▶ EXERCISE:
Exactly how many lines below mention "leather"? Answer with that number alone.

Dataset items

════════════════

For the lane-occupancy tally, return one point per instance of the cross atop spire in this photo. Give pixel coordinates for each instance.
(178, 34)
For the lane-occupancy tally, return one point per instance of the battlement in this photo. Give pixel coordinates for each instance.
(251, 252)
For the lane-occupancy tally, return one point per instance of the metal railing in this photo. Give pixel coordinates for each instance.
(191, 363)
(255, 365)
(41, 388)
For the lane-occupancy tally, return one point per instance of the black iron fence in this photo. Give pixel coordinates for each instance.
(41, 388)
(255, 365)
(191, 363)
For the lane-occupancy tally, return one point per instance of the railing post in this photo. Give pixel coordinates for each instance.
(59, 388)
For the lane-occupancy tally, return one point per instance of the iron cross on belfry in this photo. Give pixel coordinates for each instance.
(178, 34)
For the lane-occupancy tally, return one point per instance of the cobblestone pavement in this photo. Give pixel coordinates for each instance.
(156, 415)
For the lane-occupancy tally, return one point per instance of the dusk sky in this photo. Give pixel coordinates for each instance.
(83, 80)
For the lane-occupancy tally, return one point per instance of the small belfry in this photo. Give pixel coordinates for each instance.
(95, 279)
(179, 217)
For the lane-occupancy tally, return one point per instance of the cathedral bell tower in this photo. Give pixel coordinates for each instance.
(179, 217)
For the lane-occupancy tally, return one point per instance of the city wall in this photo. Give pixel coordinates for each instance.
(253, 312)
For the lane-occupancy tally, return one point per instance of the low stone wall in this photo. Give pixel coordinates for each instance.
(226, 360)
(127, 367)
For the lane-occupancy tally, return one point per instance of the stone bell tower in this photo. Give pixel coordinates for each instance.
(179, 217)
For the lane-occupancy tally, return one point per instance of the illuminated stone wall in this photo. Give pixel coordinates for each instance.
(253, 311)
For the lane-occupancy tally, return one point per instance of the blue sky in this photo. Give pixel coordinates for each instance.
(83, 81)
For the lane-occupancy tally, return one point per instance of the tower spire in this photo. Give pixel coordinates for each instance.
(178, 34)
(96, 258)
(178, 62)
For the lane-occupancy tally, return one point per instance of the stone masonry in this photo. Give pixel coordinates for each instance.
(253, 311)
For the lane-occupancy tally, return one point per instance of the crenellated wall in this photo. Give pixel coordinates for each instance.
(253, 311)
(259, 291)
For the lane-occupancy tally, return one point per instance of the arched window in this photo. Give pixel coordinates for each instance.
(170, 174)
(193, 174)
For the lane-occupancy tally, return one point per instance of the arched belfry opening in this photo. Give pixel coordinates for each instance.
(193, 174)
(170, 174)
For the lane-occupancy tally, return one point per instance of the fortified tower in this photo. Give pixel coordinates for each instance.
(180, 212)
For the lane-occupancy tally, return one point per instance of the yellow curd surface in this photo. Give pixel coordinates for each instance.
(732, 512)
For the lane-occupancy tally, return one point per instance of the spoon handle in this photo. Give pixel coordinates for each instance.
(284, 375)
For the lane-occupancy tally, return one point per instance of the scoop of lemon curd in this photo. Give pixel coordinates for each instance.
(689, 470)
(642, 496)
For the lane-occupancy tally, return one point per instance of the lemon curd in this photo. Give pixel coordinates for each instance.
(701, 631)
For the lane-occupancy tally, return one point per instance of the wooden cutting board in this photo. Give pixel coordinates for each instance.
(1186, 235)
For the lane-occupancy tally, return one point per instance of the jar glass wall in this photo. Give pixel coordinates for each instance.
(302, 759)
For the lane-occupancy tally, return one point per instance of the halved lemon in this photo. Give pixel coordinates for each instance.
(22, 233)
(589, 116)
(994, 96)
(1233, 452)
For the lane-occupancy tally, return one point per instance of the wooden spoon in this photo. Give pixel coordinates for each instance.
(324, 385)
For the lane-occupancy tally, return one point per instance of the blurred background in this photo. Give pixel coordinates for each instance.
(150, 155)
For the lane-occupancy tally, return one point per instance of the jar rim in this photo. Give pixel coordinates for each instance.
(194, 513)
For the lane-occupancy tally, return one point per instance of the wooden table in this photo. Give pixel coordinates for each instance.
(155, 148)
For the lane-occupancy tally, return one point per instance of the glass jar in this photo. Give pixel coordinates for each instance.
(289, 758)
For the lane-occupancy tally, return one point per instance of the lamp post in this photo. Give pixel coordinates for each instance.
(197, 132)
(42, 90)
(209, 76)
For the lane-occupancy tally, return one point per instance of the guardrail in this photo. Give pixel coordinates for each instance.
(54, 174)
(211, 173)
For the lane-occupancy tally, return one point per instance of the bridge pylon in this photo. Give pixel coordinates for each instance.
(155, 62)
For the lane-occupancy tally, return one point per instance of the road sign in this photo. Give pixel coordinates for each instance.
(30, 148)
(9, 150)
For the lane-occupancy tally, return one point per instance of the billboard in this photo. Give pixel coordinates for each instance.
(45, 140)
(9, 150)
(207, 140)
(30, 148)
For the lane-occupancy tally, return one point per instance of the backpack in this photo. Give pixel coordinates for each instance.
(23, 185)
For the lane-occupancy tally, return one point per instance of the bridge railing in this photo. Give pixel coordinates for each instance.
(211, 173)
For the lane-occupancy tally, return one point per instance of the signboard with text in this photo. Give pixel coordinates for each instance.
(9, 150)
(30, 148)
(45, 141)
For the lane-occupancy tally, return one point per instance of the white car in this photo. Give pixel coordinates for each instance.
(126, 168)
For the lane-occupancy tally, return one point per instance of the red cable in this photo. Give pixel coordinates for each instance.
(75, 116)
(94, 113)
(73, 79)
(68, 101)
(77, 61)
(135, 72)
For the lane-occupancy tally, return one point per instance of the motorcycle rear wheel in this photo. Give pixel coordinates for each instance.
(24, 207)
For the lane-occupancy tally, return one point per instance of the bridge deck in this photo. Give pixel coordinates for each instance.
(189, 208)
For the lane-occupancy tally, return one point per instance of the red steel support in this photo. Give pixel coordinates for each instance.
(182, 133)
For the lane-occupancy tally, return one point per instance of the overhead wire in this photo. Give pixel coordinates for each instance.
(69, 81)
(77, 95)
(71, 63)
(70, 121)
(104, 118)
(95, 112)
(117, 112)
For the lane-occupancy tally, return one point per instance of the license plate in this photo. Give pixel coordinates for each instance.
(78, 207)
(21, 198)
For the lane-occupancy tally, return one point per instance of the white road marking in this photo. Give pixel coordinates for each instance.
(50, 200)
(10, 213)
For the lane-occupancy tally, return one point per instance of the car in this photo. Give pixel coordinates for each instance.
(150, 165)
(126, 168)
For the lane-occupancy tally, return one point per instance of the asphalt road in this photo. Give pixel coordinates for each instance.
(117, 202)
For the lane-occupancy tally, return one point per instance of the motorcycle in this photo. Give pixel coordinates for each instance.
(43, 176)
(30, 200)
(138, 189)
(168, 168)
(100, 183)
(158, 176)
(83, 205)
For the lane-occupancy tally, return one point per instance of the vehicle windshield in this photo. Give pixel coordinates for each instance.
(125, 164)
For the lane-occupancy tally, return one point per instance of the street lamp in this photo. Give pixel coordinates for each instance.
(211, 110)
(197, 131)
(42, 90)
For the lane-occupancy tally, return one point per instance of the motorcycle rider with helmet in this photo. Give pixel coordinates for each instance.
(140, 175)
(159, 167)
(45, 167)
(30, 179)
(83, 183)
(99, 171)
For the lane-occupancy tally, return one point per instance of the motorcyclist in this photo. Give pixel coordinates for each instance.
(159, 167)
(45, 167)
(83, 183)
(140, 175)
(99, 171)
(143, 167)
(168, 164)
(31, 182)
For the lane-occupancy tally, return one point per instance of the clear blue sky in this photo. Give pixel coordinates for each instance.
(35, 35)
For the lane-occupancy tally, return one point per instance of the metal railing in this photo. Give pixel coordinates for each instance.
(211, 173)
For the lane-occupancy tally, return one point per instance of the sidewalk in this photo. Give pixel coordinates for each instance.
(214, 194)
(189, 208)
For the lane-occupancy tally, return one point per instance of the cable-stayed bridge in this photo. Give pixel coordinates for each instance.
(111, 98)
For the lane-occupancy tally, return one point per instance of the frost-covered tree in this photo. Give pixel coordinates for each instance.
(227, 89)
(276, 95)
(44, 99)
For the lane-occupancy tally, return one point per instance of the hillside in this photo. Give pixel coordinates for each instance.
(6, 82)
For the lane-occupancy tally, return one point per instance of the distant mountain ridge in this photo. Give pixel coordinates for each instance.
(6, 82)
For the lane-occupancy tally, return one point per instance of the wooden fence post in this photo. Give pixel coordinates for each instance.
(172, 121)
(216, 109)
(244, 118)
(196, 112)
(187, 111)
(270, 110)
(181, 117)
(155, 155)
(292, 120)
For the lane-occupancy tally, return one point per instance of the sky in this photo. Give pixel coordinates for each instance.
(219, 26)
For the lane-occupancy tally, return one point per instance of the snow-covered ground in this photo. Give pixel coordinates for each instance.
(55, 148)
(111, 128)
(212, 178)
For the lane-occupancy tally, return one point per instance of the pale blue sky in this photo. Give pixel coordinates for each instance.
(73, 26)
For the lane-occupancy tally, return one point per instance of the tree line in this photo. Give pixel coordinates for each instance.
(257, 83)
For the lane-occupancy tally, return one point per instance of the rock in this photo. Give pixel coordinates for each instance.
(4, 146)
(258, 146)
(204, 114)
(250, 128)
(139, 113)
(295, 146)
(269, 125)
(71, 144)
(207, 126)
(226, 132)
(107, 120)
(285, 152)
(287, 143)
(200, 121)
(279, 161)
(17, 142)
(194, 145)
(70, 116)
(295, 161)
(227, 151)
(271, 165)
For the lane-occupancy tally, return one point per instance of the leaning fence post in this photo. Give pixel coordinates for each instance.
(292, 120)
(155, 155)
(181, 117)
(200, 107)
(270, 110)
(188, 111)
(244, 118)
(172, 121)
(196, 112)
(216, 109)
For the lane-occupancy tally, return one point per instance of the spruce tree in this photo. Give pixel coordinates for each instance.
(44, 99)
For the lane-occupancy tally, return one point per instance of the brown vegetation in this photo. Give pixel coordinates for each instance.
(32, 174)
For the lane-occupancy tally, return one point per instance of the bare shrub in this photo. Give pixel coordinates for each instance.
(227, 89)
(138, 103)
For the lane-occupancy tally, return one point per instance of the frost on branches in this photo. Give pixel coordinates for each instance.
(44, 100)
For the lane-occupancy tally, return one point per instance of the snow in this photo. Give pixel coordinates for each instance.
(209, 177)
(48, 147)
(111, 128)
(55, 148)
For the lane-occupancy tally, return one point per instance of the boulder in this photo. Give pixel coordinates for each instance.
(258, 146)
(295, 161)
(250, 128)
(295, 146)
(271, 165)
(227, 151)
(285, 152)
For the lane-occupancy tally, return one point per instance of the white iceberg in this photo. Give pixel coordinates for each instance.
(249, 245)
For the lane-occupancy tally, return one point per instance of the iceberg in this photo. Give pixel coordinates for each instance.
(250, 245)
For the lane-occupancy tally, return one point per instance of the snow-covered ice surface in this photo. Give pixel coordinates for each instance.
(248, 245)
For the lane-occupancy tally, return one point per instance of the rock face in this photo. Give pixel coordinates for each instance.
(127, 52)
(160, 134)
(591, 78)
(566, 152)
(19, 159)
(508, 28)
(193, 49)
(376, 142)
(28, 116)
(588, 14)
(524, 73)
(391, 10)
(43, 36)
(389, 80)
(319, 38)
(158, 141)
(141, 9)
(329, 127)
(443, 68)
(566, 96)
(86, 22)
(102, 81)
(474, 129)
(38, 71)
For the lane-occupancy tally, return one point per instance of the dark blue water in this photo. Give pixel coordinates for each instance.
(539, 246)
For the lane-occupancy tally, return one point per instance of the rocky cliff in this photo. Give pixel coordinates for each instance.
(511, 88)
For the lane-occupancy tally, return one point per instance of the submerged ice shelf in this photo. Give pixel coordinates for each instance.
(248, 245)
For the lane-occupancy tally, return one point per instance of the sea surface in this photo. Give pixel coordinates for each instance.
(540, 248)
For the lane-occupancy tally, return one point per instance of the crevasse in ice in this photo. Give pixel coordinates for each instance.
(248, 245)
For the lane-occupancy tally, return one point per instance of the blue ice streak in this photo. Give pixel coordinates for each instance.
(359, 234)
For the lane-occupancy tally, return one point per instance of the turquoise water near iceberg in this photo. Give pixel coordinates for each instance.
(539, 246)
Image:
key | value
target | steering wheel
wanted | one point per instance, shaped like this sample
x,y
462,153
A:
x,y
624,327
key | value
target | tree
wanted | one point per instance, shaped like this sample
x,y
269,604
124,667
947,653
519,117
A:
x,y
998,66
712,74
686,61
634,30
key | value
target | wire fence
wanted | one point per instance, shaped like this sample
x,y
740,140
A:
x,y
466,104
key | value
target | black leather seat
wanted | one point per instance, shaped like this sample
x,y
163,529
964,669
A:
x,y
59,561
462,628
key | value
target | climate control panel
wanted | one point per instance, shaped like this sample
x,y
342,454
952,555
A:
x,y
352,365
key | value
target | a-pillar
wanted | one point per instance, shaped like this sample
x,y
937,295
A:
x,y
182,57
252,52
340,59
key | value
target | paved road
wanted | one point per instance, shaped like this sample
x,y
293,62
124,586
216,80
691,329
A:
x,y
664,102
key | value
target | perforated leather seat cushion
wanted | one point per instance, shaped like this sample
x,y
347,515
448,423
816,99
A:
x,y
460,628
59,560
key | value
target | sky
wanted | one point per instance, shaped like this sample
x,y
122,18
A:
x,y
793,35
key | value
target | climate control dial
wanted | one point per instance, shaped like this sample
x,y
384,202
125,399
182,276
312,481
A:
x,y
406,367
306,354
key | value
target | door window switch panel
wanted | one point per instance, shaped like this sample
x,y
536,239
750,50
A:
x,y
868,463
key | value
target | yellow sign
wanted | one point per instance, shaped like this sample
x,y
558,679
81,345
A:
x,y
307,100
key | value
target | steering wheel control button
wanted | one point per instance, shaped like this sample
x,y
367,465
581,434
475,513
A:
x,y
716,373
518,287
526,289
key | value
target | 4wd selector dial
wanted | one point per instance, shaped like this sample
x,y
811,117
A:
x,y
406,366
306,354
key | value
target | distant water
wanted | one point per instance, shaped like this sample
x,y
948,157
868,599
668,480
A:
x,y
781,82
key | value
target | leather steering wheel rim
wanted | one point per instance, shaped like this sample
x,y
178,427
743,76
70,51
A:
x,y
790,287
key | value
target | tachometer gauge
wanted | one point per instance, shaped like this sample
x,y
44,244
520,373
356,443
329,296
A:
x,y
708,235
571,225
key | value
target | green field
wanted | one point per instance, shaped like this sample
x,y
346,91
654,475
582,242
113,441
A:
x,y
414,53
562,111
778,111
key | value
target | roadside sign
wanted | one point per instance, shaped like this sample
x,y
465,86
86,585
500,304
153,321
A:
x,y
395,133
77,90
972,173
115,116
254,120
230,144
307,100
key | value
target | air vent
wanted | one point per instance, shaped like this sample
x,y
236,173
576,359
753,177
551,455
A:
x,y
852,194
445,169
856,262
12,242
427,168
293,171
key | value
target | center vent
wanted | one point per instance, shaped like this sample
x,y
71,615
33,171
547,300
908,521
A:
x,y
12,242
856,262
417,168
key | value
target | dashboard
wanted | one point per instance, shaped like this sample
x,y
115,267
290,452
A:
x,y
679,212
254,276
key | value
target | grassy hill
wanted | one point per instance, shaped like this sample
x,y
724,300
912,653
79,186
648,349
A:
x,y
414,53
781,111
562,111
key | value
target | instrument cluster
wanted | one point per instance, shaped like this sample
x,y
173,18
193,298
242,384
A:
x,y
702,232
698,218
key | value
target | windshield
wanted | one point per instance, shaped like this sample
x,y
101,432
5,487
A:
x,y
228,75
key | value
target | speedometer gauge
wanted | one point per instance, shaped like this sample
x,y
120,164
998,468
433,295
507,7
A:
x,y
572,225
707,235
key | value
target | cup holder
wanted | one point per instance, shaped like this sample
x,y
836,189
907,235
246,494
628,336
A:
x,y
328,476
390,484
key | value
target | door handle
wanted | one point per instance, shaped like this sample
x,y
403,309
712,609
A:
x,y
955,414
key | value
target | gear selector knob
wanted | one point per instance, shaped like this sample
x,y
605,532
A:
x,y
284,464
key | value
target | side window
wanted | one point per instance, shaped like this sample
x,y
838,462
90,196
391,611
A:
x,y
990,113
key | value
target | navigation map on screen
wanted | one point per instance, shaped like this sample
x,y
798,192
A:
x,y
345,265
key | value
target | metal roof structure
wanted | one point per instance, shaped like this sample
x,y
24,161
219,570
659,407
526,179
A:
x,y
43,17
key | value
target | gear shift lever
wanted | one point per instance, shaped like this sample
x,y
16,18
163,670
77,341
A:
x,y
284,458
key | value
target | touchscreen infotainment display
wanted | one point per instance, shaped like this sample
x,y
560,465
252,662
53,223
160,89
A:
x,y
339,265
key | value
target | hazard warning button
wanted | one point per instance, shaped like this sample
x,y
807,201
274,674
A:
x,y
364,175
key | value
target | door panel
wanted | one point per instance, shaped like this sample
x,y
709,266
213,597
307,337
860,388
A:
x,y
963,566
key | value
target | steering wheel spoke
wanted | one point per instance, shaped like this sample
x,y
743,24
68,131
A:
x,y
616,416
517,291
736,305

════════════════

▶ EXERCISE RESULT:
3